** Start EXCERPTED PASSAGE **

The degree of generality of most registers are much greater than in the 8080 or 8085. However, 8086 registers were more specialized than in most contemporary minicomputers and are also used implicitly by some instructions. While perfectly sensible for the assembly programmer, this makes register allocation for compilers more complicated compared to more orthogonal 16-bit and 32-bit processors of the time such as the PDP-11, VAX, 68000, 32016 etc. On the other hand, being more regular than the rather minimalistic but ubiquitous 8-bit microprocessors such as the 6502, 6800, 6809, 8085, MCS-48, 8051, and other contemporary accumulator-based machines, it is significantly easier to construct an efficient code generator for the 8086 architecture.
Another factor for this is that the 8086 also introduced some new instructions (not present in the 8080 and 8085) to better support stack-based high-level programming languages such as Pascal and PL/M; some of the more useful instructions are push mem-op, and ret size, supporting the "Pascal calling convention" directly. (Several others, such as push immed and enter, were added in the subsequent 80186, 80286, and 80386 processors.)
A 64 KB (one segment) stack growing towards lower addresses is supported in hardware; 16-bit words are pushed onto the stack, and the top of the stack is pointed to by SS:SP. There are 256 interrupts, which can be invoked by both hardware and software. The interrupts can cascade, using the stack to store the return addresses.
The 8086 has 64 K of 8-bit (or alternatively 32 K of 16-bit word) I/O port space.
The 8086 has a 16-bit flags register. Nine of these condition code flags are active, and indicate the current state of the processor: Carry flag (CF), Parity flag (PF), Auxiliary carry flag (AF), Zero flag (ZF), Sign flag (SF), Trap flag (TF), Interrupt flag (IF), Direction flag (DF), and Overflow flag (OF). Also referred to as the status word, the layout of the flags register is as follows:
There are also three 16-bit segment registers (see figure) that allow the 8086 CPU to access one megabyte of memory in an unusual way. Rather than concatenating the segment register with the address register, as in most processors whose address space exceeds their register size, the 8086 shifts the 16-bit segment only four bits left before adding it to the 16-bit offset (16×segment + offset), therefore producing a 20-bit external (or effective or physical) address from the 32-bit segment:offset pair. As a result, each external address can be referred to by 212 = 4096 different segment:offset pairs.

** End EXCERPTED PASSAGE **
** Start EXTRACTED RECORDS **

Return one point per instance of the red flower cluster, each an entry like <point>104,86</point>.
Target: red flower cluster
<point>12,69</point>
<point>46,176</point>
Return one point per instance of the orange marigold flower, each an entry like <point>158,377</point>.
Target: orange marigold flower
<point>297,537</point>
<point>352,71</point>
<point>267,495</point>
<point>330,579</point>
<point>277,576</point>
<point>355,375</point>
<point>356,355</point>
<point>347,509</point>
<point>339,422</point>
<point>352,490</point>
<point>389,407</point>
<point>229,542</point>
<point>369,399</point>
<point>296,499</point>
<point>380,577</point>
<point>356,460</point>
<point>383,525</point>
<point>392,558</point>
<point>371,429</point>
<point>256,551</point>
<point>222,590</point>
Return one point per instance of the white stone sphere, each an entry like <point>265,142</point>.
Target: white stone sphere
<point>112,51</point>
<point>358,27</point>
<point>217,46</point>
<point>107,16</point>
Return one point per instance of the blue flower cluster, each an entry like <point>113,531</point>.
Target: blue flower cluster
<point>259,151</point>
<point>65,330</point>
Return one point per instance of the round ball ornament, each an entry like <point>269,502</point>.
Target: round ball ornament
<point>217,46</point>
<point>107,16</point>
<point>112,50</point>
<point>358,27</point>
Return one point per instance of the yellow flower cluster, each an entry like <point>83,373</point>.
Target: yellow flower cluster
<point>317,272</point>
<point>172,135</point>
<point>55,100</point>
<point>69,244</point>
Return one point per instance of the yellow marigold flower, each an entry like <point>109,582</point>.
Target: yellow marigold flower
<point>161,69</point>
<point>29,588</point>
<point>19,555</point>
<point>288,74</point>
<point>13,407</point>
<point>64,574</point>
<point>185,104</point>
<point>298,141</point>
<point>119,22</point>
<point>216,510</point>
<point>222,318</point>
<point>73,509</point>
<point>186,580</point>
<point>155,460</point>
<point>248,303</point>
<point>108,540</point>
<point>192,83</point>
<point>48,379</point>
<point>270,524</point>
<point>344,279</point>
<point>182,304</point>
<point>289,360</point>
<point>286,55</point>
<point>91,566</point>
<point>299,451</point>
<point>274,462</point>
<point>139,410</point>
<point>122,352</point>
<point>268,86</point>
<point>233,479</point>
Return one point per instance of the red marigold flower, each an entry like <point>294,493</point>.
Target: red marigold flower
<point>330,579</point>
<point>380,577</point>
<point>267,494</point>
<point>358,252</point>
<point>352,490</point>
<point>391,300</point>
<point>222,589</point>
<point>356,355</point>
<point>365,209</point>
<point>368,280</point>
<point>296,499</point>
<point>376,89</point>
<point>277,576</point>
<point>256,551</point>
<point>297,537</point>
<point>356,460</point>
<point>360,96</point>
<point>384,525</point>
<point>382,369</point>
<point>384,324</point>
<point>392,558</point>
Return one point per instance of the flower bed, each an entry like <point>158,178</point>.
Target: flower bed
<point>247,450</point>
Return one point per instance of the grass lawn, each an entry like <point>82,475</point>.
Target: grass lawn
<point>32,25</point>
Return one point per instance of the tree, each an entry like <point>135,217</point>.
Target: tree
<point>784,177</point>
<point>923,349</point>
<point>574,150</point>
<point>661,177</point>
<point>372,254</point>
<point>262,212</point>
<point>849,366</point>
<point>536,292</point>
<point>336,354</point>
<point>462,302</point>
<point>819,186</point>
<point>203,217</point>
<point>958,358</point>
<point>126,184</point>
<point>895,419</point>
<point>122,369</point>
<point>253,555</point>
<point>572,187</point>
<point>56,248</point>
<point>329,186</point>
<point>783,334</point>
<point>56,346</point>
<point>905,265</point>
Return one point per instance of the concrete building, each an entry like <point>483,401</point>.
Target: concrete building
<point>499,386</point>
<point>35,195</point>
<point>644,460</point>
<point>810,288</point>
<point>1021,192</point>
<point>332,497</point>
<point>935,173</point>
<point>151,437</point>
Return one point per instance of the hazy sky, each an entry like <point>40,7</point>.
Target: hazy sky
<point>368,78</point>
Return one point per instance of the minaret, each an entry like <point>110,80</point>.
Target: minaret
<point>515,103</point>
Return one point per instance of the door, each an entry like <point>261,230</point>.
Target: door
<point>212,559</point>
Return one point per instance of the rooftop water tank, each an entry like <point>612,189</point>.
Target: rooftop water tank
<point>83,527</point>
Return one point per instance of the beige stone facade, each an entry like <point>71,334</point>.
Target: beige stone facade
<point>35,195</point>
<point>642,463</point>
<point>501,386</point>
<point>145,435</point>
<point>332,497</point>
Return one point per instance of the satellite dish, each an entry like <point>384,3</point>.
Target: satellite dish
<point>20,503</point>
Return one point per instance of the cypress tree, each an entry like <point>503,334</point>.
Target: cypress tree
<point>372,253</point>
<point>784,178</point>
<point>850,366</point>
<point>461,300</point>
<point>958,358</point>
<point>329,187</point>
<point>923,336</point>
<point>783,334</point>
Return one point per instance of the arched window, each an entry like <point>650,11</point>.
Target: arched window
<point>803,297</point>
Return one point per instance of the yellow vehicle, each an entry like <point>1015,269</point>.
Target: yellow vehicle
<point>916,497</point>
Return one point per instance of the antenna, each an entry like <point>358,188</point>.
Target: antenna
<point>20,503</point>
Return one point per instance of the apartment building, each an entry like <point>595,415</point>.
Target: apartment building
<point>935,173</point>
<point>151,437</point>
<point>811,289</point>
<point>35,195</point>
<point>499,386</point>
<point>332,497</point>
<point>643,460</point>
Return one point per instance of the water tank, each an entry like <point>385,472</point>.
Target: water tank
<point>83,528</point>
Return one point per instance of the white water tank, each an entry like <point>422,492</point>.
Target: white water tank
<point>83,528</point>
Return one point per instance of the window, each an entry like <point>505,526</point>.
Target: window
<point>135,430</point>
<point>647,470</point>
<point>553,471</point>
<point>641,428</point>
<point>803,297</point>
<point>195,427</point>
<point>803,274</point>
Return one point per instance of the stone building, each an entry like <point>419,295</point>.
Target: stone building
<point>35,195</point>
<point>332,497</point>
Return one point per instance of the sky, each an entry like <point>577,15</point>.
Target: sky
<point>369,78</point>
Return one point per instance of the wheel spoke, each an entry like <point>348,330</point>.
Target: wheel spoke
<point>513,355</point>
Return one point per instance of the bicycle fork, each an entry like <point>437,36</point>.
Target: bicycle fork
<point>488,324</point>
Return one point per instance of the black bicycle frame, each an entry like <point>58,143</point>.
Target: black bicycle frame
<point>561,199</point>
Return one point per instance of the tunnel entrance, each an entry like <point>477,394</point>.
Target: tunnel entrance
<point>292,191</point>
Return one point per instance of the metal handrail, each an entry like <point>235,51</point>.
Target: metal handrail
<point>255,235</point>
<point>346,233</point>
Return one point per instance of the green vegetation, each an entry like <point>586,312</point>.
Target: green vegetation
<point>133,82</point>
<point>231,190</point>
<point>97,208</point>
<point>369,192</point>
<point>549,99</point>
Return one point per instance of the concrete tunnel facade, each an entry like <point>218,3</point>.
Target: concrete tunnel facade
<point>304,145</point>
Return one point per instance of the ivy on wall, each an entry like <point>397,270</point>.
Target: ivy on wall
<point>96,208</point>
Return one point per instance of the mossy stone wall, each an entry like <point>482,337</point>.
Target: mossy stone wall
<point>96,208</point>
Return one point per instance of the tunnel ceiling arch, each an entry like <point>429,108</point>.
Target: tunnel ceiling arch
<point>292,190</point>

** End EXTRACTED RECORDS **

• _THE TASKS_:
[a] Decide whether each statement agrees with the passage on the 8086, answering yes or no and quoting the deciding words: (i) The 8086 has 256 interrupts that both hardware and software can invoke. (ii) The enter instruction first appeared in the 8086. (iii) The 8086's hardware stack grows toward higher addresses.
[b] Echo the passage on the 8086 verbatim, from "A 64 KB (one" up to and including "the return addresses.".
Use only the passage on the 8086, not the material.

• _FULL SOLUTIONS_:
[a]
(i) Yes: "There are 256 interrupts, which can be invoked by both hardware and software."
(ii) No: "Several others, such as push immed and enter, were added in the subsequent 80186, 80286, and 80386 processors."
(iii) No: "A 64 KB (one segment) stack growing towards lower addresses is supported in hardware"

[b]
A 64 KB (one segment) stack growing towards lower addresses is supported in hardware; 16-bit words are pushed onto the stack, and the top of the stack is pointed to by SS:SP. There are 256 interrupts, which can be invoked by both hardware and software. The interrupts can cascade, using the stack to store the return addresses.